## Start Material for the task

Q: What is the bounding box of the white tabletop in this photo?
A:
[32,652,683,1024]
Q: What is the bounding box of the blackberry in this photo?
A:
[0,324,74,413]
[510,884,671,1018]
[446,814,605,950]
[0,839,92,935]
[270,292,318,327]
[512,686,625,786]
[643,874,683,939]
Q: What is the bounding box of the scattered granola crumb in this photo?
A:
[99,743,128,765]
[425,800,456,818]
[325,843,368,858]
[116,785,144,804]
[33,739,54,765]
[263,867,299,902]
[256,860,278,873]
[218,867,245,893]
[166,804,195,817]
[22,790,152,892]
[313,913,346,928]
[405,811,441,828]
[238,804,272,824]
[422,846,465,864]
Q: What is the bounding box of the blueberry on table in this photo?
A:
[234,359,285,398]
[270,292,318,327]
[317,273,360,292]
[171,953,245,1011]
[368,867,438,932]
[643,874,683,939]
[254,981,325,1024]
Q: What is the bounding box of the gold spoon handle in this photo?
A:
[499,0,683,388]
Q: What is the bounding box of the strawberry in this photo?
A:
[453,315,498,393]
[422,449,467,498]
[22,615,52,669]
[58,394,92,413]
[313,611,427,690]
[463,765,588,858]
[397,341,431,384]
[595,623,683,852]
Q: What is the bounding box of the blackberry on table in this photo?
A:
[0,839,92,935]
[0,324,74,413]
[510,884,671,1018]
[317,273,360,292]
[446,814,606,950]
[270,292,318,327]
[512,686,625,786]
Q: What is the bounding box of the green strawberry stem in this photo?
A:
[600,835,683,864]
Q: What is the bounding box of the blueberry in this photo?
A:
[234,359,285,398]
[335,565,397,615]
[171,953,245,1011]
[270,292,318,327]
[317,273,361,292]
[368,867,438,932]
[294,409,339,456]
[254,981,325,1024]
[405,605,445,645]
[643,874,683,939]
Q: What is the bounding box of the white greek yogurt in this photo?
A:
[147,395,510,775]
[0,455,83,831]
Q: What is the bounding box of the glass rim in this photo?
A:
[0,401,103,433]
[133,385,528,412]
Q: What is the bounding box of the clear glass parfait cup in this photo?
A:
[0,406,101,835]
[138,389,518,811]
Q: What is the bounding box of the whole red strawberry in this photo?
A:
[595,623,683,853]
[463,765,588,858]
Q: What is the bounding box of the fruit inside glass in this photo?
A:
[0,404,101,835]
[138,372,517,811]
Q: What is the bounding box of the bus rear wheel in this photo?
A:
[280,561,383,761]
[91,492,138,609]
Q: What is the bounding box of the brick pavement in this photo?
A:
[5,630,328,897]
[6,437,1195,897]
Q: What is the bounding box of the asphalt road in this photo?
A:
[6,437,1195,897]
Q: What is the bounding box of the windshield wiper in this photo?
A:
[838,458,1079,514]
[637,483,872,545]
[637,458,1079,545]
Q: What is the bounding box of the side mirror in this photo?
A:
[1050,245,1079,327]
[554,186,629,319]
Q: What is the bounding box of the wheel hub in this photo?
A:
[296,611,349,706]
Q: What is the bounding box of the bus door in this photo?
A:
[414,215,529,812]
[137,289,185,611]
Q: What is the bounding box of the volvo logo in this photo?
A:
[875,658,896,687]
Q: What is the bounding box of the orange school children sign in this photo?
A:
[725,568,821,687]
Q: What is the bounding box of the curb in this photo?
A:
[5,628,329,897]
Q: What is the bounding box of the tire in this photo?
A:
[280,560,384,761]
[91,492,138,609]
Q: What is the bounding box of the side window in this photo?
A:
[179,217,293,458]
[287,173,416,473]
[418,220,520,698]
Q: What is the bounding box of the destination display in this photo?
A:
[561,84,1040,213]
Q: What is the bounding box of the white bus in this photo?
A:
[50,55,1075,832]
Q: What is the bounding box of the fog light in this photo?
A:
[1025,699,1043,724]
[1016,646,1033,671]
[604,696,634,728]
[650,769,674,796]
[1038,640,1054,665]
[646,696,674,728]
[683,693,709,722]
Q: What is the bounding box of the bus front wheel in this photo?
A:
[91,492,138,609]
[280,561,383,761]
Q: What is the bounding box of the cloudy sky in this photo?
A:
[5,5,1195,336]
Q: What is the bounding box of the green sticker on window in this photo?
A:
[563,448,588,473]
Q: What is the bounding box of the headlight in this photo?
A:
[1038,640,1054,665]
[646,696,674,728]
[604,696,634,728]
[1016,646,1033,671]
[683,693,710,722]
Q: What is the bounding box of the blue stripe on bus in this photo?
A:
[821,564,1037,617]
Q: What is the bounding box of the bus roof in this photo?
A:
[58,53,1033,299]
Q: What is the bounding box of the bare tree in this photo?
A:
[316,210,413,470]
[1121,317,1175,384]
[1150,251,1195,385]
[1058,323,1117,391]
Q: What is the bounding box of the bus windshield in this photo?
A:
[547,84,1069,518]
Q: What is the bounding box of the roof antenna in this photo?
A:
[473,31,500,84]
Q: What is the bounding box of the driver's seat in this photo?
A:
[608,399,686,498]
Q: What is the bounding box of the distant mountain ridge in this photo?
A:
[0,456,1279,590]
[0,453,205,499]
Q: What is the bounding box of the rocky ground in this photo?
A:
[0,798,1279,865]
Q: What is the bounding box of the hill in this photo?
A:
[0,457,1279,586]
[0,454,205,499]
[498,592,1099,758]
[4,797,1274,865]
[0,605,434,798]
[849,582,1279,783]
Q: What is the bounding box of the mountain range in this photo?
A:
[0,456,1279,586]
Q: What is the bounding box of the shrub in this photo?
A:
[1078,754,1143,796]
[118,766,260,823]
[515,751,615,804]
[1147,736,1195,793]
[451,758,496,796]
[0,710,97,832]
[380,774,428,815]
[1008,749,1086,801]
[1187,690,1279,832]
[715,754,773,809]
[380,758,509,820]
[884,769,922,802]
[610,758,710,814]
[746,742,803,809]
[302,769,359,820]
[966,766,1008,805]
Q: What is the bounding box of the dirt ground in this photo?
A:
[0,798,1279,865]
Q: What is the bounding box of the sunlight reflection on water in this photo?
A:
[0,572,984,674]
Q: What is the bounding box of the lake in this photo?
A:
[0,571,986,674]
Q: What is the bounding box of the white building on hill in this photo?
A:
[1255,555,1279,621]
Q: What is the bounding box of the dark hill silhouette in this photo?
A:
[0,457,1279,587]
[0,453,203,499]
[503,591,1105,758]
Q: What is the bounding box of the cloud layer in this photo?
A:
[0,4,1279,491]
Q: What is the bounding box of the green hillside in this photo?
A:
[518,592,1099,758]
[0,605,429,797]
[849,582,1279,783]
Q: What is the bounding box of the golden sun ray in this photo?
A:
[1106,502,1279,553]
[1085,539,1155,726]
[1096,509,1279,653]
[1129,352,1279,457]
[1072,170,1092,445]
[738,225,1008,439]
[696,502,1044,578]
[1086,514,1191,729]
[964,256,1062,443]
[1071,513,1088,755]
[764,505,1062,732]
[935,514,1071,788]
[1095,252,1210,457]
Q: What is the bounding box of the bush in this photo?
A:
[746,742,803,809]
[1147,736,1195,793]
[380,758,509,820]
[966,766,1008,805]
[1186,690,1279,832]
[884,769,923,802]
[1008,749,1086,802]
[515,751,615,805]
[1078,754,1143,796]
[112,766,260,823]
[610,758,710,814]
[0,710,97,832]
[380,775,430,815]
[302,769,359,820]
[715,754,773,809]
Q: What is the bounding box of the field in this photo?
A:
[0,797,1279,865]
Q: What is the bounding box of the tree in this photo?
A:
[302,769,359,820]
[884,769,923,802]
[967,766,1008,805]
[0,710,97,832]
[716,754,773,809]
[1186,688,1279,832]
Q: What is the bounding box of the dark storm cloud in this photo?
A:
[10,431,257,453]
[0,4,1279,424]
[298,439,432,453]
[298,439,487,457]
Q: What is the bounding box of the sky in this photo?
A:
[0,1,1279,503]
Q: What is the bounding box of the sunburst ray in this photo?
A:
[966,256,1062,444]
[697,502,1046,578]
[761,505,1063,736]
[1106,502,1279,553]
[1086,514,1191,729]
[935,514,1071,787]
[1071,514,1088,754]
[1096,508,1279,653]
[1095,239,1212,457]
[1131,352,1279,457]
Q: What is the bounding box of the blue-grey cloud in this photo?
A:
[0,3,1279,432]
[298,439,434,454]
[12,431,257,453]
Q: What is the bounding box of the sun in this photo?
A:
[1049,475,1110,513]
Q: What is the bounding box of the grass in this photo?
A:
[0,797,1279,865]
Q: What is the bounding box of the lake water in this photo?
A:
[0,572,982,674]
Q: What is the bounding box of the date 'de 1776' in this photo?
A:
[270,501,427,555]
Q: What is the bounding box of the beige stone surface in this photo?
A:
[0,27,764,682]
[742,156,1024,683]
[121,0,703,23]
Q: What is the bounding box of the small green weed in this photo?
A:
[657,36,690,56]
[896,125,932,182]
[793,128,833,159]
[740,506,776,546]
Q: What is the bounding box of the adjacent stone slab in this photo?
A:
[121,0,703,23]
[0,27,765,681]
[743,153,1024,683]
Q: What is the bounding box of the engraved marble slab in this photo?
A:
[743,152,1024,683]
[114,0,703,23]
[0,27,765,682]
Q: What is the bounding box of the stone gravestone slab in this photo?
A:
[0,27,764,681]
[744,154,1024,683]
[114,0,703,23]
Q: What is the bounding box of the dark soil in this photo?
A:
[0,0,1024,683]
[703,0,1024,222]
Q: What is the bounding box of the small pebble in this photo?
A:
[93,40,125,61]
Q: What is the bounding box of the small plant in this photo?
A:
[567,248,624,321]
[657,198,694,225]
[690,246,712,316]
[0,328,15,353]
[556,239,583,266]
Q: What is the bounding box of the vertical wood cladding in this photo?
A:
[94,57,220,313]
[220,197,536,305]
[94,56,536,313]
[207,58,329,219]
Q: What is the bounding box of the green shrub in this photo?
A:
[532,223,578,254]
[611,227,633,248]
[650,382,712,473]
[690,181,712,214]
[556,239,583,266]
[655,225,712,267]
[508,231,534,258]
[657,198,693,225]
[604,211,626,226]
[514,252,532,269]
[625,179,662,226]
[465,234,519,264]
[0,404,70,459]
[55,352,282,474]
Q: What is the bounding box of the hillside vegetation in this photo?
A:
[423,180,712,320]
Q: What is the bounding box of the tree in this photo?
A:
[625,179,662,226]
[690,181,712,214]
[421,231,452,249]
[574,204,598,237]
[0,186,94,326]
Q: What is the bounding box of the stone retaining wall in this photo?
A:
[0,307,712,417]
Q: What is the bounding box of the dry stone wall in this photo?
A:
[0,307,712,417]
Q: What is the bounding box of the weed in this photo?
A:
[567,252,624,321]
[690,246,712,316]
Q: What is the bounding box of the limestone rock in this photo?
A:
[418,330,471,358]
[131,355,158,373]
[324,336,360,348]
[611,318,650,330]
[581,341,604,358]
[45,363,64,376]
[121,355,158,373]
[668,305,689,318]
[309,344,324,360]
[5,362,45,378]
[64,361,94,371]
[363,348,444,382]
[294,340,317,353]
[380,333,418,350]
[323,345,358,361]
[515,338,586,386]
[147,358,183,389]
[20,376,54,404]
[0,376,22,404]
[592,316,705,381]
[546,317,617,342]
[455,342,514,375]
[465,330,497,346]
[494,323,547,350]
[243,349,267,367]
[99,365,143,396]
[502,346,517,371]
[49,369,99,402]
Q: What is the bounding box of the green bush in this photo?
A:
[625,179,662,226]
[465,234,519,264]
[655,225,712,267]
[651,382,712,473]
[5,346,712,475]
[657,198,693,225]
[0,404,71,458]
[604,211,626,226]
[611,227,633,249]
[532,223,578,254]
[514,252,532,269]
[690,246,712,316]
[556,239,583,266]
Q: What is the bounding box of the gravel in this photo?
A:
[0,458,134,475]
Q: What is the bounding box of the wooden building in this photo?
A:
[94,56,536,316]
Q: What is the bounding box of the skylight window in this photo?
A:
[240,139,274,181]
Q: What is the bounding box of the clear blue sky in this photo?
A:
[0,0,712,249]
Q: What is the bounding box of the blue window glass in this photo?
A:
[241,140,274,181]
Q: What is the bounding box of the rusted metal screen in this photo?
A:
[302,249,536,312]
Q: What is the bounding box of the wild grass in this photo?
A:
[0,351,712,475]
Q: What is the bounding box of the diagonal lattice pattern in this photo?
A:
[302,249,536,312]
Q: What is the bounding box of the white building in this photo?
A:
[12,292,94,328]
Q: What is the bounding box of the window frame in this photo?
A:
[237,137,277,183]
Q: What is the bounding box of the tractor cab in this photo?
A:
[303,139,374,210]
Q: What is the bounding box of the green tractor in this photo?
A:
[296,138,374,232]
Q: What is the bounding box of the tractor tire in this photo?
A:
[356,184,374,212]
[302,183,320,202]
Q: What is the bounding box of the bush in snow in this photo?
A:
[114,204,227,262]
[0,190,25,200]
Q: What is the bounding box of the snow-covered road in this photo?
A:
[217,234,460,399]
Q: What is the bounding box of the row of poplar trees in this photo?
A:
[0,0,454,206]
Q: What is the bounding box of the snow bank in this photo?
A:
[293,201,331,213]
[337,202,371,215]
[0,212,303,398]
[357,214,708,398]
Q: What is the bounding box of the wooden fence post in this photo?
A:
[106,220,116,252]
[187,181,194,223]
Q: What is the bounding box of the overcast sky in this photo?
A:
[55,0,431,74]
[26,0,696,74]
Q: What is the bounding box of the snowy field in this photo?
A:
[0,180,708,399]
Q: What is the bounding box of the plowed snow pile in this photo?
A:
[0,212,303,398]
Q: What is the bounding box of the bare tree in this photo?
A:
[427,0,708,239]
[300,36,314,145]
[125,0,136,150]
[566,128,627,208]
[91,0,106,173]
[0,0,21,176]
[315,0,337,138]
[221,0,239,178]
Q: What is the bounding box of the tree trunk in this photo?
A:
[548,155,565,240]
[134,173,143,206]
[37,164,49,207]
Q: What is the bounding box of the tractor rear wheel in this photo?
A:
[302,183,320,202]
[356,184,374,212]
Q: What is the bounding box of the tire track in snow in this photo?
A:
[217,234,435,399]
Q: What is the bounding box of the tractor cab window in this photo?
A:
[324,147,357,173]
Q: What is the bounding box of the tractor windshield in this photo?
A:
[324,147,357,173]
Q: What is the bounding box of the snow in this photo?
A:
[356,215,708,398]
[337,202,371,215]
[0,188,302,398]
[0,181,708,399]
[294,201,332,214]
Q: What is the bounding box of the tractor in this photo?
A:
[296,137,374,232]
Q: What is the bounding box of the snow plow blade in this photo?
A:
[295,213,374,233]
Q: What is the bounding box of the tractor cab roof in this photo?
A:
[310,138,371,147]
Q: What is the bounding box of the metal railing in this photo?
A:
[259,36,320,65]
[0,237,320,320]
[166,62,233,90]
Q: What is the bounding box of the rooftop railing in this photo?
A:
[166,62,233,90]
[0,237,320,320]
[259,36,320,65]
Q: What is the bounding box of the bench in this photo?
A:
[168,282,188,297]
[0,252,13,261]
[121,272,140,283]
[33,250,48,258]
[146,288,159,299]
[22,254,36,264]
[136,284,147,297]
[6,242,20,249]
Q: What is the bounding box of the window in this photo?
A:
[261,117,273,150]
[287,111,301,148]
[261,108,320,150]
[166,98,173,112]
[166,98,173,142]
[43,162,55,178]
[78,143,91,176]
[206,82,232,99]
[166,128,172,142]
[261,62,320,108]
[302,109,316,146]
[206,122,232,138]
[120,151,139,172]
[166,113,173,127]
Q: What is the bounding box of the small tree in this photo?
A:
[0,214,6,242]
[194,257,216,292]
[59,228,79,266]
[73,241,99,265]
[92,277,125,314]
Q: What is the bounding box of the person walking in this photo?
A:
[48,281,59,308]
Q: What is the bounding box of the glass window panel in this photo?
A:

## End Material for the task

Exercise objective: From the "Q: What is the bounding box of the tree trunk" line to the close of the listing, restate each line word for word.

Reply:
Q: What is the bounding box of the tree trunk in this photo?
A:
[548,155,565,240]
[134,173,143,206]
[37,164,49,207]
Q: What is the bounding box of the tractor rear wheel in this photo?
A:
[302,183,320,202]
[356,184,374,212]
Q: What is the bounding box of the tire track in snow in this photo?
A:
[217,234,435,399]
Q: What is the bounding box of the tractor cab window in this photo?
A:
[324,147,357,173]
Q: What is the bounding box of the tractor windshield in this photo?
A:
[324,147,357,173]
Q: What is the bounding box of the snow in this photo?
A:
[356,215,708,398]
[337,202,371,215]
[0,188,302,398]
[0,181,708,399]
[294,201,332,214]
Q: What is the bounding box of the tractor in this photo?
A:
[296,137,374,232]
Q: What is the bounding box of the snow plow blade in this photo?
A:
[295,213,374,233]
Q: What is the bounding box of the tractor cab roof in this photo?
A:
[310,138,371,147]
Q: What is the bounding box of the metal railing in this photo?
A:
[259,36,320,65]
[0,237,320,320]
[166,62,233,90]
Q: What is the bounding box of the rooftop railing in this photo?
A:
[166,62,233,90]
[0,237,320,320]
[259,36,320,65]
Q: What is the bounding box of the bench in this photo?
A:
[168,282,188,297]
[0,252,13,261]
[121,272,140,283]
[33,250,48,258]
[146,288,159,299]
[22,254,36,264]
[136,284,147,297]
[6,242,20,249]
Q: What is the bounding box of the window in this photo?
A:
[261,117,273,150]
[287,111,301,148]
[261,108,320,150]
[166,98,173,112]
[166,98,173,142]
[43,162,55,178]
[78,143,91,176]
[206,82,232,99]
[166,128,172,142]
[261,62,320,108]
[302,109,316,146]
[206,122,232,138]
[120,151,139,172]
[166,113,173,127]
Q: What is the bounding box of the small tree in this photo?
A:
[0,214,6,242]
[194,257,216,292]
[59,228,79,266]
[73,241,99,265]
[92,277,125,314]
Q: What is the bounding box of the person walking in this photo?
A:
[48,281,59,308]
Q: What is the bounding box of the glass window panel in this photo?
A:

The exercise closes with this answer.